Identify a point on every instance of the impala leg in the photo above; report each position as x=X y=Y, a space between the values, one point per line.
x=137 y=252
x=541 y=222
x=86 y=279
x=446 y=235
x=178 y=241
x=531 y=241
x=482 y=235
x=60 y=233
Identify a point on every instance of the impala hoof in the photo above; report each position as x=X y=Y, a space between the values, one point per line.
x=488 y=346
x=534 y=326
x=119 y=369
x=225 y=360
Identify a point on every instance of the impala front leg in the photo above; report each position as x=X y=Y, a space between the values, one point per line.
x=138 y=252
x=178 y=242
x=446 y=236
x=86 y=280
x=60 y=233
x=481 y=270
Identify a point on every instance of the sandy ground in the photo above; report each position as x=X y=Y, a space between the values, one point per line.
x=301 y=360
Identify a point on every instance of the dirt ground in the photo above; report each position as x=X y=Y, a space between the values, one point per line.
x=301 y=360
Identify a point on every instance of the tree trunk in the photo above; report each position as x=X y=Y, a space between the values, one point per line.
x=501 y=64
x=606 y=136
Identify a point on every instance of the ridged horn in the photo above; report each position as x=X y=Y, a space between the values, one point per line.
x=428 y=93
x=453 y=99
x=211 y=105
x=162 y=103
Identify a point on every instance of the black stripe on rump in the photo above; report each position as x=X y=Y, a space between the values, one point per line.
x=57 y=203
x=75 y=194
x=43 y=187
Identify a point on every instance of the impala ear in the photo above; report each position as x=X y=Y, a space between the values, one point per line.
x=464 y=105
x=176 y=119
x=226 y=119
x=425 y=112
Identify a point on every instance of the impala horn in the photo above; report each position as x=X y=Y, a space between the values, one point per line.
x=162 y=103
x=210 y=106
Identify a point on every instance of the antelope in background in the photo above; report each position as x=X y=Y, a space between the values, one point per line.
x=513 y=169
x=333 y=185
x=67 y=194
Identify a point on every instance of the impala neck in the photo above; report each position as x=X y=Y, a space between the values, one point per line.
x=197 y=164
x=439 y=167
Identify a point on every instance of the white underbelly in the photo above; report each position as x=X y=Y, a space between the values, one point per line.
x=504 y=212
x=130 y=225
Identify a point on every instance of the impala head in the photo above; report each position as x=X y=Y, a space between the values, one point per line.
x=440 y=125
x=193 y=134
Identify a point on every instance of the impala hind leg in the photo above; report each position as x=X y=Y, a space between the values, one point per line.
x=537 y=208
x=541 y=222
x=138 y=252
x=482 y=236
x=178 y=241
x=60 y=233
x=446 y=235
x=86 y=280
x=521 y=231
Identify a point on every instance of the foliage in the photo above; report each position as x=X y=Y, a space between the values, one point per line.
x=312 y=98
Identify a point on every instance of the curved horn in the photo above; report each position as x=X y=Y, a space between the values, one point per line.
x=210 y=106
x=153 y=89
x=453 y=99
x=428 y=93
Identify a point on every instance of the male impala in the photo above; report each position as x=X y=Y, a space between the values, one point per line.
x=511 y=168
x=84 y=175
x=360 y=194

THE PROBLEM
Copy the data exactly as it was presented.

SOLVED EXERCISE
Identify a point on every instance of the impala leg in the photo above; report each position as x=X y=Y, a space between the values, one point per line.
x=137 y=252
x=541 y=222
x=86 y=279
x=446 y=235
x=178 y=241
x=531 y=241
x=482 y=235
x=60 y=233
Identify a point on every instance of the impala hoof in the photo above; report each position as x=X y=Y, a space between the values, one point per line.
x=488 y=346
x=534 y=326
x=119 y=369
x=225 y=360
Identify a point on every instance of the impala front leg in the photo above; report each position as x=X y=Y, a space between the values, one point per line.
x=138 y=252
x=178 y=242
x=446 y=236
x=86 y=280
x=60 y=233
x=481 y=270
Identify a point on every instance of the sandy ground in the photo above; report each position as x=X y=Y, a space between the values, one point per line.
x=301 y=360
Identify a point on every instance of the dirt ground in the photo above; report each position as x=X y=Y, a space between the values, one point per line.
x=301 y=360
Identify a point on every instance of the tree trunk in the photo above; report each position as x=X y=Y, a space between the values, one point per line.
x=501 y=64
x=606 y=136
Identify a point on every instance of the ridged horn in the photo above; report each position as x=X y=Y, a space between the values, one point per line.
x=428 y=93
x=453 y=99
x=211 y=105
x=162 y=103
Identify a point on every instance of the black stripe on rump in the photo above; report each position as x=X y=Y, a space between the values, one point per line.
x=57 y=203
x=75 y=194
x=43 y=187
Identify a point on every instance of the impala ear in the photo above; report each position as x=X y=Y, a space between the values, one point per line.
x=464 y=105
x=176 y=119
x=226 y=119
x=425 y=112
Identify a point on every instance of the impala horn in the photo above; report each position as x=X y=Y, a space between the values, one point per line.
x=162 y=103
x=210 y=106
Identify a point on every instance of the antelope in background in the photo above; report each position as x=X y=Y, a space between the values, one point per line.
x=513 y=169
x=333 y=185
x=67 y=194
Identify a point on every instance of the impala neck in the photo above; report each position as x=X y=Y, a space between the values, one point per line.
x=197 y=164
x=439 y=167
Identify a point on every instance of the white underbelly in the photo above; report each position as x=X y=Y, a space between the values, one point per line.
x=504 y=212
x=130 y=225
Identify a point on every instance of the impala head in the photo above; report each position as x=X y=Y, a space between the values, one point per line.
x=440 y=125
x=193 y=134
Identify a point on every instance of the impala hind leg in the photo above; report each position as x=X y=Y, a space between the values, one point per line.
x=537 y=208
x=541 y=222
x=138 y=252
x=482 y=236
x=178 y=241
x=60 y=233
x=446 y=235
x=86 y=280
x=521 y=231
Identify a point on every instance of the foliage in the photo above; report each position as x=X y=Y, a space between the values, one point per line.
x=312 y=98
Identify a point on every instance of the curved horn in the photo above; report each position as x=X y=Y, a space between the values, one point per line.
x=210 y=106
x=153 y=89
x=453 y=99
x=428 y=93
Identify a point on every instance of the male impala in the photo above; report each position as x=X y=Y, a space between the values, one point per line.
x=511 y=168
x=84 y=175
x=360 y=194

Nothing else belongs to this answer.